━━━━━ TESTO ━━━━━

Mobilità

Italia, 9 ciclisti morti in 12 giorni: che facciamo?

Italia, 9 ciclisti morti in 12 giorni: che facciamo?

In Italia la strage silenziosa dei ciclisti continua senza tregua: i numeri sono impressionanti, il senso di impotenza è grande, il rispetto per chi pedala è una chimera. Proprio in questi giorni, al di là delle Alpi, la Francia è scossa per la morte violenta di Paul Varry, il cicloattivista di 27 anni investito e ucciso dalla persona alla guida di un SUV dopo una lite stradale: la sua morte non solo ha monopolizzato l’attenzione dell’opinione pubblica francese ma ha portato in piazza oltre 20 mila persone in più di 300 città della Francia e la principale associazione dei ciclisti transalpina (FUB) ha fatto precise richieste al governo per affrontare il problema della violenza stradale motorizzata.

Sindaci, assessori, ministri e rappresentati politici di tutti i livelli e gli schieramenti hanno preso parte alla commemorazione collettiva per Paul mettendoci il cuore e la faccia. E in Italia?

Investimento ciclista automobilista

Italia: 9 ciclisti morti in 12 giorni

In Italia, solamente stando alle notizie presenti sui motori di ricerca e integrandole con i dati dell’ASAPS, negli ultimi 12 giorni – dal 10 al 22 ottobre 2024 – sono morti 9 ciclisti e ne sono stati investiti e feriti 19: una strage pressoché quotidiana e silenziosa che troppo spesso viene relegata nei trafiletti delle cronache locali con un corollario di titoli sbagliati e frasi fatte che non danno la giusta dimensione del fenomeno. Notizie che si perdono nel mare magnum dell’informazione mainstream.

La sportellata, il coma, il decesso

L’ultimo si chiamava Francesco Caputo, aveva 35 anni e faceva l’ingegnere biomedico a Milano, ma veniva dalla Puglia: Lucugnano, una piccola frazione di Tricase, nel Salento. Ieri, dopo 10 giorni di coma, è morto in ospedale. Troppo gravi le ferite riportate dopo essere stato colpito da un automobilista con una sportellata in Via Soperga, poco distante dalla Stazione Centrale, mentre pedalava su un mezzo dello sharing BikeMI.

━━━━━ DATI FORNITI ━━━━━

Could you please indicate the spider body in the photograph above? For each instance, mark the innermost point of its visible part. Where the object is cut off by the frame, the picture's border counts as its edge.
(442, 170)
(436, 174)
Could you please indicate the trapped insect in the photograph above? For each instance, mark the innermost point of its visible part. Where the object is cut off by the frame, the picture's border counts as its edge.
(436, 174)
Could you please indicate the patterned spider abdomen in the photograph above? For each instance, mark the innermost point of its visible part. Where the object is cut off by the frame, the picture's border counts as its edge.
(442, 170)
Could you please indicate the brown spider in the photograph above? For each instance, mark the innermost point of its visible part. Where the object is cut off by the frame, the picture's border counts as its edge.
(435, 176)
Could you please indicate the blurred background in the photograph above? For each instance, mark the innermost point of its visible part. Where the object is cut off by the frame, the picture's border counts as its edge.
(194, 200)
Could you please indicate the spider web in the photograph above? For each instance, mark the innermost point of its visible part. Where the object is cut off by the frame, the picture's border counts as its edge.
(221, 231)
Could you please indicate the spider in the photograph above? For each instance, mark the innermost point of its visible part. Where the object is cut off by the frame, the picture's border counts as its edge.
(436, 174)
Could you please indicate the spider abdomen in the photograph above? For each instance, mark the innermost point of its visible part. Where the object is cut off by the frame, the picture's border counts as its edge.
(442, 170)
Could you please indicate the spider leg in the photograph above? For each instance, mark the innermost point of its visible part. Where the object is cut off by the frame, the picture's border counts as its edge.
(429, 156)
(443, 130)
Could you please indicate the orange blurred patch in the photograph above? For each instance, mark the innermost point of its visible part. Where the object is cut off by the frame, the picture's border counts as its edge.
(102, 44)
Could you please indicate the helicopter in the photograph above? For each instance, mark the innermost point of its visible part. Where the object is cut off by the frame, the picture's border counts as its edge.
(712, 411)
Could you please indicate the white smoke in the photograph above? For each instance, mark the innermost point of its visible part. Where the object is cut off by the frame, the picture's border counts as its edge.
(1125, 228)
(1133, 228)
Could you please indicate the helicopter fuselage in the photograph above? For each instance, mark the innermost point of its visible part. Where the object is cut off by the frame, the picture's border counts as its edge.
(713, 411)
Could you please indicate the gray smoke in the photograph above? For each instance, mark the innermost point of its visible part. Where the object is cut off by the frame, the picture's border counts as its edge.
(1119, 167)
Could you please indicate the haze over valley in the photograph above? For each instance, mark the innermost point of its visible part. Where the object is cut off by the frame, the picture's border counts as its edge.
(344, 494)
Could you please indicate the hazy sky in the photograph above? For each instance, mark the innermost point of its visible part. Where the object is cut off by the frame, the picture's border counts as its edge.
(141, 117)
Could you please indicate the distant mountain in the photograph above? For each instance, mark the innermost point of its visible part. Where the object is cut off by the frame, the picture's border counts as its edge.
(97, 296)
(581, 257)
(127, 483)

━━━━━

• ESERCIZI PROPOSTI
[1] Elenca i luoghi da cui, secondo l'articolo sui ciclisti morti, proveniva Francesco Caputo.
[2] Nell'articolo sui ciclisti morti, quanti ciclisti risultano investiti e feriti in Italia dal 10 al 22 ottobre 2024?
[3] Trascrivi il tratto dell'articolo sui ciclisti morti che va da "Sindaci, assessori, ministri" fino a "E in Italia?".
Per rispondere serve soltanto l'articolo.

• SOLUZIONI
[1] Puglia, Lucugnano, Tricase, Salento

[2] 19 ciclisti.

[3]
Sindaci, assessori, ministri e rappresentati politici di tutti i livelli e gli schieramenti hanno preso parte alla commemorazione collettiva per Paul mettendoci il cuore e la faccia. E in Italia?